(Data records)
****************************************

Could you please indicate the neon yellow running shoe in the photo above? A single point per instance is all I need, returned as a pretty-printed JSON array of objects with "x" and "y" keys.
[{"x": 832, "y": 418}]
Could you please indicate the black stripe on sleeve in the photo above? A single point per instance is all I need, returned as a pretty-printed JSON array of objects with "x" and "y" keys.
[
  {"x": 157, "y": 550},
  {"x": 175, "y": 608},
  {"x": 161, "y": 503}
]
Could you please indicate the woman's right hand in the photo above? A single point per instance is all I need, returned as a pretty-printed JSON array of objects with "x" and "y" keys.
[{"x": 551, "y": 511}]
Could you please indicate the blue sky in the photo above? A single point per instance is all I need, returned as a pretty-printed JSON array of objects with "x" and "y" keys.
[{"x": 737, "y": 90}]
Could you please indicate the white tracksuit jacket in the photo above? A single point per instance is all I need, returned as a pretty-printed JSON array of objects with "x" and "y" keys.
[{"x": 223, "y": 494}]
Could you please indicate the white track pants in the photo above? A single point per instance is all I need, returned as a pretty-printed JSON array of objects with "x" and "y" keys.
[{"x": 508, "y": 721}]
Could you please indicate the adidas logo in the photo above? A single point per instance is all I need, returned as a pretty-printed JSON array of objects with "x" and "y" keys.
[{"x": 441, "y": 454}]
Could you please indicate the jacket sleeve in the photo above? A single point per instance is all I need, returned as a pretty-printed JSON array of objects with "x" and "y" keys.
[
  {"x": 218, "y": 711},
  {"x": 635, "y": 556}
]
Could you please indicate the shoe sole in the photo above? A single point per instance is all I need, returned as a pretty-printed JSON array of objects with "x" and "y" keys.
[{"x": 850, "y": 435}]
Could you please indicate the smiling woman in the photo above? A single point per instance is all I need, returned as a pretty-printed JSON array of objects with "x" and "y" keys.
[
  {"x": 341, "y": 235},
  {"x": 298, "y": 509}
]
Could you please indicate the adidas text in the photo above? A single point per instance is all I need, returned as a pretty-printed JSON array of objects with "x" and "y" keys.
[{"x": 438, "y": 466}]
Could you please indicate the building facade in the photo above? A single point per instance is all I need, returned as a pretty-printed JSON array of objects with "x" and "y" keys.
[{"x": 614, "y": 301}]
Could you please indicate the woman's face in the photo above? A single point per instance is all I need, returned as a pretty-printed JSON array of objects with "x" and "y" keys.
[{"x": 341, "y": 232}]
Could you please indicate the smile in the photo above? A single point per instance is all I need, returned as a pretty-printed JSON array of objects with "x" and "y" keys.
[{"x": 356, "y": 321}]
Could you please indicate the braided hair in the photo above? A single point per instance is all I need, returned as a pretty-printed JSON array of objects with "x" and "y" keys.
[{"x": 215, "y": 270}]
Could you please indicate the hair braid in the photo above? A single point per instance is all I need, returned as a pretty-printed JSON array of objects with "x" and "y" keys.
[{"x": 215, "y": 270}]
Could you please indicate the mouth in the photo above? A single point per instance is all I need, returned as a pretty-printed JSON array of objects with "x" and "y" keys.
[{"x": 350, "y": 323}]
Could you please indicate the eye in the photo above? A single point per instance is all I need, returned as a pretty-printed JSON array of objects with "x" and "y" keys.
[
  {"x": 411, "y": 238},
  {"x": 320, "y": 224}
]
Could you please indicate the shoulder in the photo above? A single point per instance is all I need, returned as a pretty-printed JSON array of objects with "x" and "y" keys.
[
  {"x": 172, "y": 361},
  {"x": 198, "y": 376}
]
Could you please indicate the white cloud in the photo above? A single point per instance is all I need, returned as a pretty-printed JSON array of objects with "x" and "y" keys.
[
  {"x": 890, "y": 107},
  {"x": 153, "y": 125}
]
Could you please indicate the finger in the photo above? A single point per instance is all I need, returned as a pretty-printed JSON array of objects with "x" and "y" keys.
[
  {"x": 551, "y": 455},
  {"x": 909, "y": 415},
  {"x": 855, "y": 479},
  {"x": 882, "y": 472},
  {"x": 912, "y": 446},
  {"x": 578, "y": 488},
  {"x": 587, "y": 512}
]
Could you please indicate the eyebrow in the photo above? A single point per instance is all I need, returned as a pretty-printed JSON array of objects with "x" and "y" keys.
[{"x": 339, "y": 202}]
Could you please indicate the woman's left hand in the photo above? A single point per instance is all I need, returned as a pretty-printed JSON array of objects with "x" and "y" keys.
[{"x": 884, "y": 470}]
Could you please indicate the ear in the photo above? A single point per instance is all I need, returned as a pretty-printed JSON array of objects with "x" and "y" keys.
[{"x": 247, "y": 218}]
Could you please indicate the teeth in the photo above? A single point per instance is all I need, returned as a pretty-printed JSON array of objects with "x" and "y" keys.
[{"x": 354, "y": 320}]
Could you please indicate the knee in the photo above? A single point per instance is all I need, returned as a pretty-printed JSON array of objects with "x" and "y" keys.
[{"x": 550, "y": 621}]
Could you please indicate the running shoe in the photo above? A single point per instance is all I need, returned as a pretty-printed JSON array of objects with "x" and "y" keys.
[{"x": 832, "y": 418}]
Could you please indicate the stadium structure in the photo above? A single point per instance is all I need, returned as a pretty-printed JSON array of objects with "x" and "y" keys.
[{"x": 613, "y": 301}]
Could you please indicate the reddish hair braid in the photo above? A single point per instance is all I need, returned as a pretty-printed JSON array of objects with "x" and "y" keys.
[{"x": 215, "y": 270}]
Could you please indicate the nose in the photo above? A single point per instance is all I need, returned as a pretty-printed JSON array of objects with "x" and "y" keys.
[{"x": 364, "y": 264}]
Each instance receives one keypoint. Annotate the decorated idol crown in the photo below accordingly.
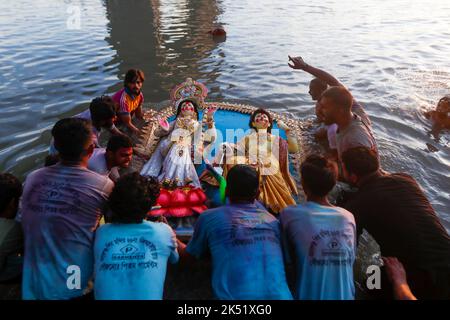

****************************************

# [ASSIGNMENT]
In your answer, print the entries above exactly, with the pictures left out.

# [EXERCISE SOLUTION]
Could you please indicate the neon yellow running shoe in the photo above? A single point per instance is all I need, returned as a pretty-printed JSON array of objects with "x" and "y" keys.
[{"x": 832, "y": 418}]
Could you please indicate the black stripe on sleeve in the photo above? A single point per instance is all I need, returned as a pretty-printed JSON array of objects with "x" and "y" keys.
[
  {"x": 157, "y": 550},
  {"x": 175, "y": 608},
  {"x": 161, "y": 503}
]
Could you please indicate the woman's right hand in the photo above? A single point per instance is all I need, returned as a pretty-printed JSON array of objects with "x" and "y" keys.
[{"x": 551, "y": 511}]
Could you please indicate the blue sky in the photo above? A single point per instance is all I need, returned as a pretty-printed JSON array of objects with "x" and "y" keys.
[{"x": 737, "y": 90}]
Could you please indicate the white tracksuit jacket in the photo above? A single point per instance is all I need, returned as a pretty-printed JSON array of objects with "x" and "y" keys.
[{"x": 223, "y": 494}]
Could you please indicate the white track pants in the photo above? A single point per instance is all I need, returned as a pretty-printed JSON array of objects with "x" and "y" keys.
[{"x": 508, "y": 721}]
Could you please indicate the adidas logo in the photo above? A single point per instance is all I need, returned as a pretty-printed JSON array of objects with "x" and "y" keys.
[{"x": 441, "y": 454}]
Could you please indicate the jacket sleeve in the photo above? A single point per instance is all I need, returned as a pretty-printed JSON array of objects with "x" and "y" keys.
[
  {"x": 218, "y": 711},
  {"x": 635, "y": 556}
]
Could you please indicate the shoe sole in the photo above? A single point per instance is all I need, returned as a pretty-printed JSON array of objects with "x" and "y" keys.
[{"x": 850, "y": 435}]
Could you please indicate the smiling woman in the photo above? A single point per instance is all I need, returned as a pretty-printed JSON array of objects with "x" and "y" keys.
[
  {"x": 341, "y": 235},
  {"x": 298, "y": 509}
]
Could you please indicate the adidas text in the photo above? A single point per instance is all I need, returned as a pretty-printed JSON array of objects with "x" and "y" keys.
[{"x": 438, "y": 466}]
Could you please indicate the building facade in the photo above? A single point per instance is all I need, returned as a pretty-printed JSON array of objects with "x" and "y" keys.
[{"x": 614, "y": 301}]
Could you please indicate the woman's face in the photo above? A single point per instance is all I need, returned as a pretty-printed JSON array of objects with "x" and "y" keys.
[{"x": 341, "y": 232}]
Could you please indicate the smile in the photo above? A single point per instance is all I need, returned as a pretty-printed JSON array of objects with "x" and "y" keys.
[{"x": 356, "y": 321}]
Could you please indicate the braided hair in the photo above? A single point per instance is all I need, returned as a pretty-printed JSON array of objects with "x" and "y" keys.
[{"x": 215, "y": 270}]
Could you please indicate the hair braid in the photo above? A single point per instance is all I need, returned as a pretty-printed JSON array of objects with "x" and "y" keys.
[{"x": 215, "y": 270}]
Could you please indicate the mouth in the photo above? A single point per instance is all I need, returned as a pretty-printed JSON array of objects with "x" and "y" keys.
[{"x": 350, "y": 323}]
Could you please indicate the eye in the photo above? A single point per instance is all I need, returned as a pretty-printed JSON array of objects with "x" and "y" keys.
[
  {"x": 411, "y": 238},
  {"x": 320, "y": 224}
]
Could you please indicate the shoulder in the photo above? A single point per instance is all I need, returned as a pretty-printed JSON array of objects with "x" and "y" keys.
[
  {"x": 172, "y": 361},
  {"x": 198, "y": 376}
]
Could you please indicate the white cloud in the photo above? A single point per instance is all I need, returned as a pretty-printed JSON array of objects with "x" and "y" keys.
[
  {"x": 890, "y": 107},
  {"x": 153, "y": 125}
]
Could you please indicate the finger in the photo above? A single point per instance is all I need, returned as a pretty-printed JSON array of objects with "x" and "y" keys.
[
  {"x": 551, "y": 455},
  {"x": 909, "y": 415},
  {"x": 855, "y": 479},
  {"x": 882, "y": 472},
  {"x": 912, "y": 446},
  {"x": 578, "y": 488},
  {"x": 587, "y": 512}
]
Could you please indicate the eyebrow in the photo above? A single point per instance is all I need, returned as a pretty-printed JSON array of objects with "x" and "y" keys.
[{"x": 339, "y": 202}]
Could you please indicate the woman's left hand in the photo above? A single point per instance is all I need, returned as a pretty-printed JSON array of objects with "x" and "y" keys.
[{"x": 884, "y": 470}]
Could you please indicate the ear in the photo above? A single point per instance is all I need, returned as a pretty-printed JSON array of objects with "x" and "y" keys.
[{"x": 247, "y": 218}]
Could you please indicate the teeth in the photo above? A single point per instance is all I need, returned as a pretty-printed JSON array of objects with "x" and "y" keys.
[{"x": 354, "y": 320}]
Could you please indicate the knee in the photo above? A single point per instance is all I need, returned as a pretty-printed JSON array of objects with "x" and "y" keys.
[{"x": 550, "y": 621}]
Could you please indicate the running shoe in the photo above? A single point per instance is all I need, returned as a pretty-printed JSON array of objects with "x" and "y" keys.
[{"x": 832, "y": 418}]
Could you please indicate the stadium structure in the photo above? A single point per instance is all I need, returned as a pretty-printed JSON array of objects with "x" and "y" keys.
[{"x": 613, "y": 301}]
Could you please indicate the reddish hair braid in the photo above? A single point per instance is all I need, returned as a pretty-printed JSON array of objects with "x" and "y" keys.
[{"x": 215, "y": 270}]
Could you please indicate the nose in the photo above? A single point per instance is all I need, returned as a pretty-printed JSON array of objects with "x" and "y" keys.
[{"x": 364, "y": 264}]
Each instance receives one keypoint. Annotate the decorated idol crown in the photo below accordingly.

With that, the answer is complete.